» **Task details**: Which of the lines below include the word "blue"? Pull each one out.

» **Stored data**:

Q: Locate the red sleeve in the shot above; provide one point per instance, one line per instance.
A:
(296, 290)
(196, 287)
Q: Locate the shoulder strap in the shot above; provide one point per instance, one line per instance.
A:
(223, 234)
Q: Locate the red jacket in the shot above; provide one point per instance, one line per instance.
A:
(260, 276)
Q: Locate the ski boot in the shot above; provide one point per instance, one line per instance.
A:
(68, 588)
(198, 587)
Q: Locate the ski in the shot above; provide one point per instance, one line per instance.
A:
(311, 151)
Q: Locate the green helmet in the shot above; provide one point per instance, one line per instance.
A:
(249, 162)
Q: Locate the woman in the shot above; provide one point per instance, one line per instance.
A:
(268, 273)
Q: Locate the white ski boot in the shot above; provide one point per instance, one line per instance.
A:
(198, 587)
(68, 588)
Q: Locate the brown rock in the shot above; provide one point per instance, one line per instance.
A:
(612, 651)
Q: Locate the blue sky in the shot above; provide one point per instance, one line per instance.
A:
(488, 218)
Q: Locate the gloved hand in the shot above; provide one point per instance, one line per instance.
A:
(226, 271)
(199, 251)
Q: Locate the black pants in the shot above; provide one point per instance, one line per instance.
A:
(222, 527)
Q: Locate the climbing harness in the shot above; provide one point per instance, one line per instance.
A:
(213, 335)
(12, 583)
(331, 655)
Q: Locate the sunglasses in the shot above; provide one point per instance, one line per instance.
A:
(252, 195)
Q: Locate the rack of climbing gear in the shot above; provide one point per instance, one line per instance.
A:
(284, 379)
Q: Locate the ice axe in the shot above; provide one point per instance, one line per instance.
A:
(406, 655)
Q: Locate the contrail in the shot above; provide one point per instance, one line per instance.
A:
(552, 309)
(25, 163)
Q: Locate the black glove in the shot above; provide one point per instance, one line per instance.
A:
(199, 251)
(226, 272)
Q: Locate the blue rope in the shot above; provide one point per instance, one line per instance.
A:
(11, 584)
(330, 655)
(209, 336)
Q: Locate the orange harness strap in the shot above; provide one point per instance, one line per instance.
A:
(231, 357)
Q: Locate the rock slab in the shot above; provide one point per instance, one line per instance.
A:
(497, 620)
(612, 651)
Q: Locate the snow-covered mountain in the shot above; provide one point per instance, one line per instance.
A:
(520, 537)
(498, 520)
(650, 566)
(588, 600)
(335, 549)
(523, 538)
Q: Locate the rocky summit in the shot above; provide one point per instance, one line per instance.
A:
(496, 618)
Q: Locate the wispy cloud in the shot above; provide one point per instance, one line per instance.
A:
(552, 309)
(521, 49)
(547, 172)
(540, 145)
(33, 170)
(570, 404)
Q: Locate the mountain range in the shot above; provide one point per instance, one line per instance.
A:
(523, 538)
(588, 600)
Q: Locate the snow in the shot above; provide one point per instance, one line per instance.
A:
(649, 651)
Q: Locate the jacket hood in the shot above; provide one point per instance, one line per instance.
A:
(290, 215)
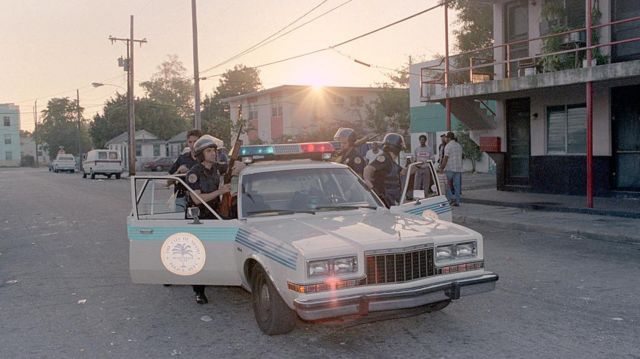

» **Task response**:
Q: Locate the blue sky in the shot above; provide one point per instance, one line per instance.
Q: Locate the blue rope in the shot above; provide one point per instance, one line per instance.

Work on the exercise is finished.